• Source extract
——————

When it comes to working at ModCloth specifically, she’d been (in her words) “a ginormous ModCloth fangirl” since before she moved to the states. “I’d been drooling over their dresses when I still lived in New Zealand, but I wasn’t able to buy them because the shipping would wind up being more than the product…so not only was it the perfect role for me, it was also the perfect company; one that I had admired for a really long time.”

Sharing a Love of Dance Music with Pam Hernandez of Boiler Room

Life Lessons From a Layoff

After about two years of working at ModCloth, Mia was laid off, along with 50–60 other people across the engineering and product organization teams. While it was an upsetting experience, Mia admired how professionally it was carried out. “It was actually really well handled, so I had a great experience being laid off, as strange as that sounds.”

Having that experience has informed the way Mia works and manages people in a few different ways. For one, she has much more empathy for people in leadership positions on the other side of that experience. “I watched our then-CEO crying, so overwrought because it’s such a hard and horrible position to be in, to make a decision to keep your company alive at the expense of peoples’ jobs.”

——————

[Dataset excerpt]
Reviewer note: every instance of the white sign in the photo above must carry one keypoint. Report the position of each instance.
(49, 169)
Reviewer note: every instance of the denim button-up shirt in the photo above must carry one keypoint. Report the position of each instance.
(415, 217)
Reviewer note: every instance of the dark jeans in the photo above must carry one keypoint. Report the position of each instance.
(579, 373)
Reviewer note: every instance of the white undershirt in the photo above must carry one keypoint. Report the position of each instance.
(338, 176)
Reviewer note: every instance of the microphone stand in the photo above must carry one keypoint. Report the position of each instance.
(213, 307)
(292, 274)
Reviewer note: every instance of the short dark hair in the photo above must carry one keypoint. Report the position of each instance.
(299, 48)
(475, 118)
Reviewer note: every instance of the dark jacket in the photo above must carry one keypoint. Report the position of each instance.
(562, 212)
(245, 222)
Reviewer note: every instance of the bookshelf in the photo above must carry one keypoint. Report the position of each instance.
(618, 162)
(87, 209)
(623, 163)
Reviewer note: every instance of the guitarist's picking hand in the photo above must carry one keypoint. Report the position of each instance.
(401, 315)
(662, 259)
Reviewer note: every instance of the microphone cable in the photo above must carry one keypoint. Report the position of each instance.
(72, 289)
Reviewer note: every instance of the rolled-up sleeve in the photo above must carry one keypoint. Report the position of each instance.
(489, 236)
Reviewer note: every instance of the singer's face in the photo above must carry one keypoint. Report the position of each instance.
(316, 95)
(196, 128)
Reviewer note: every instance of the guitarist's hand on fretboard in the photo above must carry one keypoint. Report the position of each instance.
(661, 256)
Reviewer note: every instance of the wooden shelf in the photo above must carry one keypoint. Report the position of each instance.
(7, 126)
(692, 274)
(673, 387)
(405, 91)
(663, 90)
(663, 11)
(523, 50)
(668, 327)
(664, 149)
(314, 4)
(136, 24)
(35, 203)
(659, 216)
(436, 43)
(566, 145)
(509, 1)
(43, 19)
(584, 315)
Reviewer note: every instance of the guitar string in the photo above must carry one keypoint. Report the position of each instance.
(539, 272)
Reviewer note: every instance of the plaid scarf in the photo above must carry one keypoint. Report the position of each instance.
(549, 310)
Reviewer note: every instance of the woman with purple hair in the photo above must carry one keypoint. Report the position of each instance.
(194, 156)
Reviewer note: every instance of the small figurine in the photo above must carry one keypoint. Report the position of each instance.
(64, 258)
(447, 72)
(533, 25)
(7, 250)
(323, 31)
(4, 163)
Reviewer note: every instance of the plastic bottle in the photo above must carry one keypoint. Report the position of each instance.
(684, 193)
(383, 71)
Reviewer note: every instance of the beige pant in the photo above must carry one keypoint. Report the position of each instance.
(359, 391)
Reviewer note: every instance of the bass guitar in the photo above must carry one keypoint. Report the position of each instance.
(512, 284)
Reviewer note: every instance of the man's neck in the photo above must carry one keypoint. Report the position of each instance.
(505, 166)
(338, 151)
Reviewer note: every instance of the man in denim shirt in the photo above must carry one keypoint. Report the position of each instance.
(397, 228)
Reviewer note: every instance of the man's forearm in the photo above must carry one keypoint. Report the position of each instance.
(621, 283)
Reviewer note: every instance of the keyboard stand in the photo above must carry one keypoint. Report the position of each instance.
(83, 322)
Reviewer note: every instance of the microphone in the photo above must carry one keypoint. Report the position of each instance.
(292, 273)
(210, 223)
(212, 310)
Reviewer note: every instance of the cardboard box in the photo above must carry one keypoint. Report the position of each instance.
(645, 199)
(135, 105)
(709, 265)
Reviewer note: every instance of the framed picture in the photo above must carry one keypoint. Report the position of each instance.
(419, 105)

——————

• Stated goal
According to the passage above about Mia's time at ModCloth, why was she unable to buy ModCloth dresses while she still lived in New Zealand?

• Worked answer
The shipping would have cost more than the dresses themselves.